[begin Text shown]
I got some good advice on here about not engaging with the Ex-W.
You sound like you are doing all the right things - just takes a while for your common sense/logical view to sink in with your DP I think.
Don't let her over the doorstep - go outside if you must, offer a hand to shake or a friendly smile and tell the DCs in advance that their DM is not allowed in your house, because it is your house and she has her own one, no great drama. If you let her in, you will have set the precedent with her and she will always expect these sort of 'concessions'. She and your DP are both the DC's parents. He is absolutely responsible for them when they are with you and she for them when they are there. No one has any 'rights' to see what or where they are sleeping/doing/living provided they are cared for properly. Repeat after me, this is your new home. You get to decide who enters it and her name is definitely not down on the list. Wishing you lots of luck ;)

LaDolcheRyvita Sun 09-Oct-11 09:26:31

Do not allow this woman into your new home.

It is not a reasonable "ask" and frankly, she sounds rather unstable. You are not demanding to see her home. I understand she would like to know where her kids will be, but she needs an address and contact number, that's all.

The issue here is control, really. She is so used to pulling her ex's strings and when she shouts jump, he asks "how high?" but he, with your help, can change that now. You must. Otherwise, you'll spend the rest of you days in an unhealthy menage a trois.

He has a new life with you and very soon, your child (congrats to you both). He must be in contact with his ex over their children. But that's contact, not submission to her every demand/mood.

spookshowangellovesit Mon 10-Oct-11 20:18:00

update>>>> she is now refusing to bring the children on thursday because she hasnt met me yet , "like she has been asking for since july" and isnt comfortable with them having a sleep over.
she has however offered that DP go over to hers and give the kids dinner there and put them to bed etc ....?
we have offered the met up at drop off or pick up several times but because its not what she wants its not good enough. i suggested to DP that he tell her that she drop them off as agreed or he will come get them. or he is going to start seeking legal advice.
insane woman!

allnewtaketwo Mon 10-Oct-11 21:13:28

Sounds like extreme control freakery to me. No reason whatsoever for her to need to enter your home. Keep your foot firmly down on this one or it will never stop.
[end Text shown]
• **Your instructions**:
Can you carry on the forum thread about the ex who insists on coming into the couple's new home, picking up after its final post?
[begin Information supplied]
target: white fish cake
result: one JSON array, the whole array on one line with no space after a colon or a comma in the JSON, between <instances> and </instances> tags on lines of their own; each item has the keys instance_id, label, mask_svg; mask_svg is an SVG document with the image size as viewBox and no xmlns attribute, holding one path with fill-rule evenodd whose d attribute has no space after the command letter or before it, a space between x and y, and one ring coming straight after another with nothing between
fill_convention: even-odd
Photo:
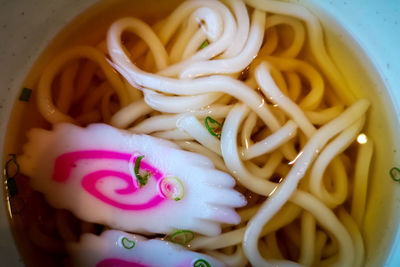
[end Information supplied]
• **Output below**:
DH's ex took a very very long time indeed to learn that she could no longer control him

fourkids Mon 10-Oct-11 23:07:52

I think I agree with allnewtaketwo. And I don't think any court would uphold her demands.

spookshowangellovesit Tue 11-Oct-11 11:55:06

no i dont think so either, he sent her an email last night asking her to uphold the agreement arrangement that they both have signed or he will be contacting a lawyer to make their arrangement legal.
i read the email she wants to sit down with me to discuss how i will look after her kids when i have a child with special needs (daughter is autistic) and she is the only one who is qualified to talk about their needs which is so disrespectful to DP.
so now we have to wait and see how this plays out i honestly cant believe how she is behaving.

pootlebug Tue 11-Oct-11 12:06:23

Ridiculous not to let them stay because she hasn't met you yet. When they are with her, your DP has to trust her to make judgements about who they spend time with....if they went for a sleepover at a friend from school's house your DP might not have met the parents in question but would have to trust her judgement. Same thing here - if the kids are with their Dad, then she has to trust his judgement in who else they are introduced to.

And as you say, it is totally disrespectful to your DP that she has to sit down with you and discuss how they will be looked after. She seems to think that she is the sole parent and he has no rights at all - he is just as much their parent as she is.

I would stand firm on not letting her in too - explain to the children that this is your house, she has her house, you don't go in hers, so she doesn't come in yours.

needinstructions Tue 11-Oct-11 13:32:21

Ooh so familiar! Dh's ex insisted on seeing my house when DH first moved in with me - spent 40mins rooting around and opening doors, requesting to see the bathroom where her darling son would be taking his baths...

She then decided it wasn't a fit environment for her son and refused to let him stay overnights anyway until taken to court. I am a very tidy person, have a weekly cleaner (just in case anyone wonders about my cleaning abilities!) and have a DD the same age as her son so it was also very safe. Just an excuse to nose around and with hindsight of several years of two-faced behaviour from her, I'd have told her to fuck right off.

On the other hand, I gather my house was much nicer than her squalid, messy, tiny flat so I get twisted satisfaction from knowing that she would have been horribly jealous.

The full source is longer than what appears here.